• [TASK OBJECTIVE] Print verbatim the lines of the entries from the one containing "Where can the snow bank" to the last, inclusive, and no others.

• [INFORMATION GIVEN]
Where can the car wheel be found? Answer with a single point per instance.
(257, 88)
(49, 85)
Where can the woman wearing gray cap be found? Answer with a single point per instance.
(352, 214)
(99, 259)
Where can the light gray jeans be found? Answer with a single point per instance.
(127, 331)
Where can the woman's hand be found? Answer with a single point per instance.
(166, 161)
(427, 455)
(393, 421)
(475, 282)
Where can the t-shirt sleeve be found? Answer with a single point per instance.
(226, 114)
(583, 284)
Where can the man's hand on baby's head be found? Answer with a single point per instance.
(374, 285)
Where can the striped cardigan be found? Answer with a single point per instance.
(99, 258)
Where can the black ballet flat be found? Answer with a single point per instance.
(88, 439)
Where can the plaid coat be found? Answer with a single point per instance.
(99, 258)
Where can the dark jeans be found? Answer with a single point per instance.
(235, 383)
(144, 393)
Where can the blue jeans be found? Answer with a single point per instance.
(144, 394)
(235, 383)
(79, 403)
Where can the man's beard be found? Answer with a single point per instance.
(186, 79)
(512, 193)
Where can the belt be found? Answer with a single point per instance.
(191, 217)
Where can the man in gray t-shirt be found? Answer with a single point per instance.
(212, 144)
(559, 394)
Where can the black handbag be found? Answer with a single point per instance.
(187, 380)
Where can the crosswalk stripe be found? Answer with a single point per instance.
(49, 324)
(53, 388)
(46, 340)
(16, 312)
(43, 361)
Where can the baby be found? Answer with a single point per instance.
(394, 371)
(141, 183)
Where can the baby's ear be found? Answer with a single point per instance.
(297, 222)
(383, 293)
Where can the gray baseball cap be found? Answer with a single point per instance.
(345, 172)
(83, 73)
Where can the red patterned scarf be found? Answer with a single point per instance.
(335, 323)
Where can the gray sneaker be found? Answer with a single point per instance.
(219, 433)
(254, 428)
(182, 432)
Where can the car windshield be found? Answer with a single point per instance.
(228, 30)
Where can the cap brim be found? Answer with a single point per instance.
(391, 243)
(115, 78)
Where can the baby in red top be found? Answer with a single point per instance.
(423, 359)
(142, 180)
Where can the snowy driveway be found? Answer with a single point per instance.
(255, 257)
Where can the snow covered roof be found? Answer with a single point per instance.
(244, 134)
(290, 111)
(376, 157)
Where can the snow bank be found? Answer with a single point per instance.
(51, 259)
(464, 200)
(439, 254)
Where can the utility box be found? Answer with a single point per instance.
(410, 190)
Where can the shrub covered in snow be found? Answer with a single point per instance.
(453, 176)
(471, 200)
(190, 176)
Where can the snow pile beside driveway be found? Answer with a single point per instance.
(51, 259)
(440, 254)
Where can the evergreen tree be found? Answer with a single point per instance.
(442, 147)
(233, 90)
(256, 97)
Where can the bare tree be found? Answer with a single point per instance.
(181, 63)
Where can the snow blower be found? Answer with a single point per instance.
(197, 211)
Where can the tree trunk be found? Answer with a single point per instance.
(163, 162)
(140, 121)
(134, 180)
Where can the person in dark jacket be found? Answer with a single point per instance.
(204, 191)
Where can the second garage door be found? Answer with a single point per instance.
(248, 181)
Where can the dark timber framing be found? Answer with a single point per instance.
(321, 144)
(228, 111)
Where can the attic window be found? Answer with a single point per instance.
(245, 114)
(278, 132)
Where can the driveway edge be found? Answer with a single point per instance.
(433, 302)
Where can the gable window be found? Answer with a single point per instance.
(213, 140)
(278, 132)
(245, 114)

• [SOLUTION TO THIS TASK]
Where can the snow bank be found? Answer with a single point per instance.
(51, 259)
(464, 200)
(439, 254)
Where can the utility box be found? Answer with a single point per instance.
(410, 190)
Where can the shrub covered in snow be found? Answer with a single point per instance.
(453, 176)
(471, 200)
(190, 176)
Where can the snow pile beside driveway be found? Answer with a single point per instance.
(51, 259)
(440, 254)
Where can the evergreen tree be found? Answer with a single point per instance.
(442, 147)
(233, 90)
(256, 97)
Where can the bare tree be found? Answer with a single point per instance.
(181, 63)
Where can the snow blower be found? Answer with a single point per instance.
(197, 211)
Where can the tree trunk be found? Answer with a single point per instance.
(163, 162)
(140, 121)
(134, 180)
Where can the person in dark jacket be found? Answer with a single point per instance.
(204, 191)
Where can the second garage door be found? Answer with a single point per instance.
(248, 181)
Where can the dark timber framing be found? Answer with a single point per instance.
(321, 144)
(228, 111)
Where can the attic window be found? Answer with a single point per instance.
(245, 114)
(278, 132)
Where can the driveway edge be found? Answer with a single point per instance.
(433, 302)
Where can the gable window be found? Answer with a single point per instance.
(213, 140)
(278, 132)
(245, 114)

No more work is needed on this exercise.